Dataset records
Start

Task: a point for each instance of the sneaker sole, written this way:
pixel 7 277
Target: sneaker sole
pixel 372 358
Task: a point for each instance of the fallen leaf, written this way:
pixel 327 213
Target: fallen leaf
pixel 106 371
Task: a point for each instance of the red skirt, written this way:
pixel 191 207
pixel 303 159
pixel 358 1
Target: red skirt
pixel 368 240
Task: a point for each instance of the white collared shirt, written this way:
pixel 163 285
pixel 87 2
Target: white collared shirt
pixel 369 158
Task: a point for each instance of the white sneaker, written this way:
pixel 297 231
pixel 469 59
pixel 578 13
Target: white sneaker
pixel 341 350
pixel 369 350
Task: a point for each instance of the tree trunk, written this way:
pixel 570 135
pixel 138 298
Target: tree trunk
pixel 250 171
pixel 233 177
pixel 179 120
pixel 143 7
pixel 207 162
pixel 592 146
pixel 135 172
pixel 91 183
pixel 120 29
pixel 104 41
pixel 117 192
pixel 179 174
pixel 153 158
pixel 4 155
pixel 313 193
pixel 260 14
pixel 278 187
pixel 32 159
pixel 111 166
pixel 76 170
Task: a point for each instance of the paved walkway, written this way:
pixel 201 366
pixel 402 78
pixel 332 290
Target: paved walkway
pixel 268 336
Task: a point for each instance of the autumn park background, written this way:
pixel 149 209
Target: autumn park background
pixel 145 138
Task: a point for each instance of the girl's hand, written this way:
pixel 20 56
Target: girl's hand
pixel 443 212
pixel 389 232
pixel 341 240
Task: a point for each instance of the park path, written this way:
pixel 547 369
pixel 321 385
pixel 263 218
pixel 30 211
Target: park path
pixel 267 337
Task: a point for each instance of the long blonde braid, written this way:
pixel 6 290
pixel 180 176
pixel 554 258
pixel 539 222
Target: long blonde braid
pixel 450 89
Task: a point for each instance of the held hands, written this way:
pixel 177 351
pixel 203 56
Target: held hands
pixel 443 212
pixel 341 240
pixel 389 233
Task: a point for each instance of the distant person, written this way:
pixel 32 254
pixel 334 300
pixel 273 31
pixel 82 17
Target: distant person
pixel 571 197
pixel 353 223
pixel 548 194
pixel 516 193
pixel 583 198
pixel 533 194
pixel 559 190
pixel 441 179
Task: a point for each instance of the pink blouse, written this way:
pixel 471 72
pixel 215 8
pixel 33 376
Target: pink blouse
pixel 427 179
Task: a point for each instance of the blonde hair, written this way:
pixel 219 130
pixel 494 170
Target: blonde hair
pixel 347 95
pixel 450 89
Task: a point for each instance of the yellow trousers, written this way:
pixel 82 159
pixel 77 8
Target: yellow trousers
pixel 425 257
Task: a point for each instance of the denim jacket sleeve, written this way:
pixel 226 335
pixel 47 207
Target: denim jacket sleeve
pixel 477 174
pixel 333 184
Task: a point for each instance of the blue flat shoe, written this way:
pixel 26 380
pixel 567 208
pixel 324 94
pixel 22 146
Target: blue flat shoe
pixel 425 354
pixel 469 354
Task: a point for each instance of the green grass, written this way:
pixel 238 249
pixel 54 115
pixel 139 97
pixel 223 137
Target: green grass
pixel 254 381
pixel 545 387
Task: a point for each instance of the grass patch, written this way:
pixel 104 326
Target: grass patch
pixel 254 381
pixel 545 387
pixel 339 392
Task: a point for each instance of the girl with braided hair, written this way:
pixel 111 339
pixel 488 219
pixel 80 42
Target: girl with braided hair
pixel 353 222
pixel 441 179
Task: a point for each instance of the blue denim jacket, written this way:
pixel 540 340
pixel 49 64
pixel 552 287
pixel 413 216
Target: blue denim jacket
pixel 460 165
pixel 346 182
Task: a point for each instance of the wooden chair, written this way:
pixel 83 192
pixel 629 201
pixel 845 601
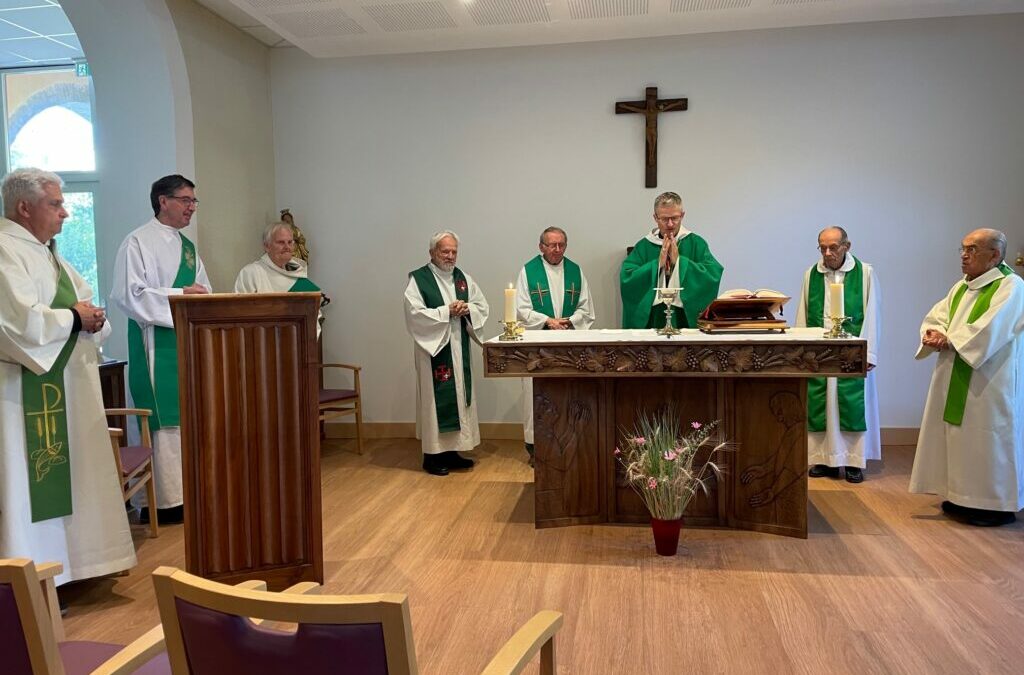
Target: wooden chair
pixel 32 633
pixel 338 403
pixel 135 462
pixel 208 631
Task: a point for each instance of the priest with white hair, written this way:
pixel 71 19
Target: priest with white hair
pixel 444 311
pixel 971 447
pixel 59 496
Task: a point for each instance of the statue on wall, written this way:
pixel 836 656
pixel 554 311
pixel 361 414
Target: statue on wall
pixel 301 251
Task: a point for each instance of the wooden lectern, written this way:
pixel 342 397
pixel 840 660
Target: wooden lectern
pixel 250 443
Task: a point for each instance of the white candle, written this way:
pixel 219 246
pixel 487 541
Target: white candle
pixel 836 306
pixel 509 304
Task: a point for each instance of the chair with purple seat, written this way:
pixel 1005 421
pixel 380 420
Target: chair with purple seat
pixel 338 403
pixel 215 629
pixel 32 633
pixel 135 462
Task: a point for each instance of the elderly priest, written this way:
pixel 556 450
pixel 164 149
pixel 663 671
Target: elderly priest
pixel 971 448
pixel 155 262
pixel 551 294
pixel 842 414
pixel 444 309
pixel 59 496
pixel 670 256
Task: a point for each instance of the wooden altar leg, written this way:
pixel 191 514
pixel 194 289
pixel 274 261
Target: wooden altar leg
pixel 569 471
pixel 767 481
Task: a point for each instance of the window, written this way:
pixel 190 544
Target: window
pixel 47 115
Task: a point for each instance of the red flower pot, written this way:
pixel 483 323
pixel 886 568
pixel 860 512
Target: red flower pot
pixel 666 536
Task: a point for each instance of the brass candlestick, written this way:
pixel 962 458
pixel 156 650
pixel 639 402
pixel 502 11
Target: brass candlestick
pixel 837 331
pixel 513 331
pixel 668 295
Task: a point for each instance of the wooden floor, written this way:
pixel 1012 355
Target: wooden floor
pixel 885 583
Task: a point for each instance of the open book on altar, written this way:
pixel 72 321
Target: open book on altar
pixel 743 310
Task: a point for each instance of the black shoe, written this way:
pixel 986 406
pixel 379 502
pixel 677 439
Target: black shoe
pixel 433 464
pixel 820 471
pixel 168 516
pixel 954 509
pixel 456 462
pixel 986 518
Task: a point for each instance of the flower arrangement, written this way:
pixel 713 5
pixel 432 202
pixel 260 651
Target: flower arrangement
pixel 660 461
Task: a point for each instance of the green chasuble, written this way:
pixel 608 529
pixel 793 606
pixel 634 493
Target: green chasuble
pixel 540 291
pixel 160 394
pixel 442 366
pixel 303 286
pixel 699 275
pixel 960 378
pixel 850 391
pixel 46 424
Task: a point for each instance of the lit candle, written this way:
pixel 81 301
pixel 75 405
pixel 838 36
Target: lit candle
pixel 509 304
pixel 836 307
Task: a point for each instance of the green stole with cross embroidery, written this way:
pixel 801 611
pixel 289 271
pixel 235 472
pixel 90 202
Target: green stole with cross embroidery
pixel 442 366
pixel 960 378
pixel 540 289
pixel 160 394
pixel 850 391
pixel 46 440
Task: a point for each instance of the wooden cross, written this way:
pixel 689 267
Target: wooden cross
pixel 650 107
pixel 571 292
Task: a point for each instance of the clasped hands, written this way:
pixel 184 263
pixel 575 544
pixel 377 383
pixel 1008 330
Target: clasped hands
pixel 935 340
pixel 92 317
pixel 670 253
pixel 459 308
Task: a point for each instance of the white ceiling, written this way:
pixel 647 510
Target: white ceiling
pixel 36 33
pixel 348 28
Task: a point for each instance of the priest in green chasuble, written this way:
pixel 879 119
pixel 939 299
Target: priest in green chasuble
pixel 552 294
pixel 444 313
pixel 843 414
pixel 59 496
pixel 155 262
pixel 971 447
pixel 670 256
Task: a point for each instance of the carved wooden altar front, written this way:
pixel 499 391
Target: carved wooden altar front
pixel 589 386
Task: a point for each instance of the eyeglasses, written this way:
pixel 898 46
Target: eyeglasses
pixel 187 201
pixel 835 248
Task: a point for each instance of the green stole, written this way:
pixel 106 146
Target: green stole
pixel 960 379
pixel 699 273
pixel 46 424
pixel 160 394
pixel 540 290
pixel 303 285
pixel 442 367
pixel 850 391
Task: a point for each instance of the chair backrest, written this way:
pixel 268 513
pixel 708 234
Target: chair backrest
pixel 27 641
pixel 207 629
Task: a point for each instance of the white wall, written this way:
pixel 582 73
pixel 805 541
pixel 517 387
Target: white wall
pixel 229 86
pixel 143 125
pixel 907 133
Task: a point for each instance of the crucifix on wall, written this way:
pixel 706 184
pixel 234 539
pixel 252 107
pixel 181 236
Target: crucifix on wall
pixel 649 108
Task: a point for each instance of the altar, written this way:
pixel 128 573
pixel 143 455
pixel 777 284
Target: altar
pixel 589 386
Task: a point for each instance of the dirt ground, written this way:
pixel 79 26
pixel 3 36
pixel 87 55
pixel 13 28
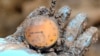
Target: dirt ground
pixel 13 12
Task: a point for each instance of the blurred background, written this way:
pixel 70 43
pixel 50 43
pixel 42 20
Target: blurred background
pixel 13 12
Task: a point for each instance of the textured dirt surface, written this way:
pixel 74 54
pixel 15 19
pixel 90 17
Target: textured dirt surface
pixel 12 13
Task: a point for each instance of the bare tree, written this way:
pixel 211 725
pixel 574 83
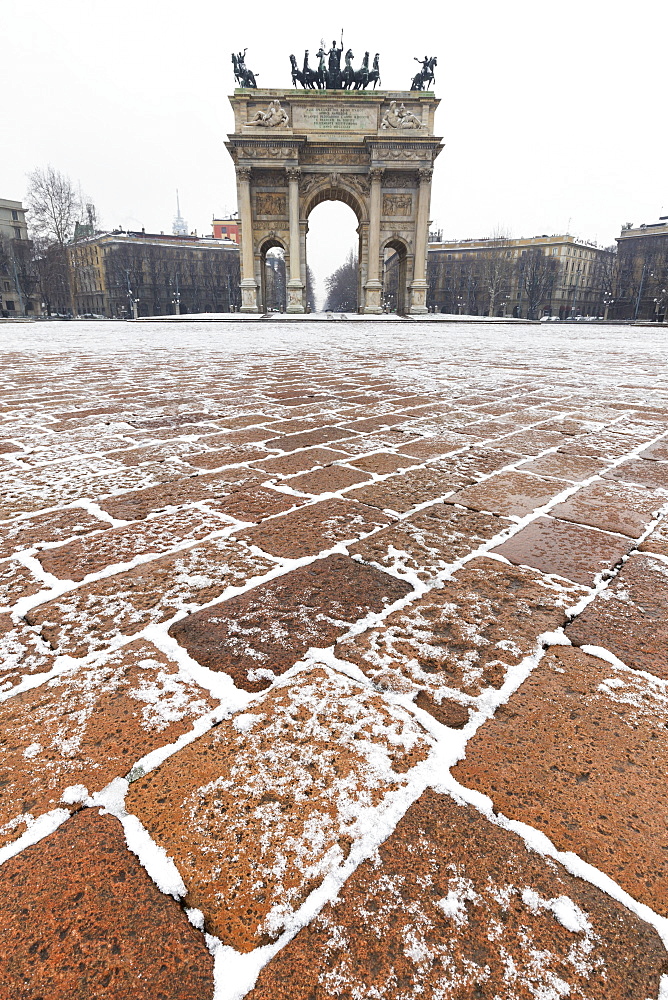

End

▶ _Given instruction_: Please output the material from the line with "Task: a point for each instance of the wooden altar" to the line with "pixel 668 295", both included, copying each line unchanged.

▶ _Output for this task_:
Task: a point for each instance of the wooden altar leg, written this way:
pixel 191 514
pixel 194 289
pixel 274 261
Target: wooden altar leg
pixel 569 471
pixel 767 481
Task: a point for each instance of the window, written this way:
pixel 190 544
Target: window
pixel 47 115
Task: a point for each instance of the red flower pot, written this way:
pixel 483 323
pixel 886 568
pixel 860 512
Target: red flower pot
pixel 666 536
Task: a point for each instance of the brass candlestick, written this way:
pixel 962 458
pixel 156 650
pixel 639 402
pixel 502 11
Target: brass candlestick
pixel 837 331
pixel 513 331
pixel 668 295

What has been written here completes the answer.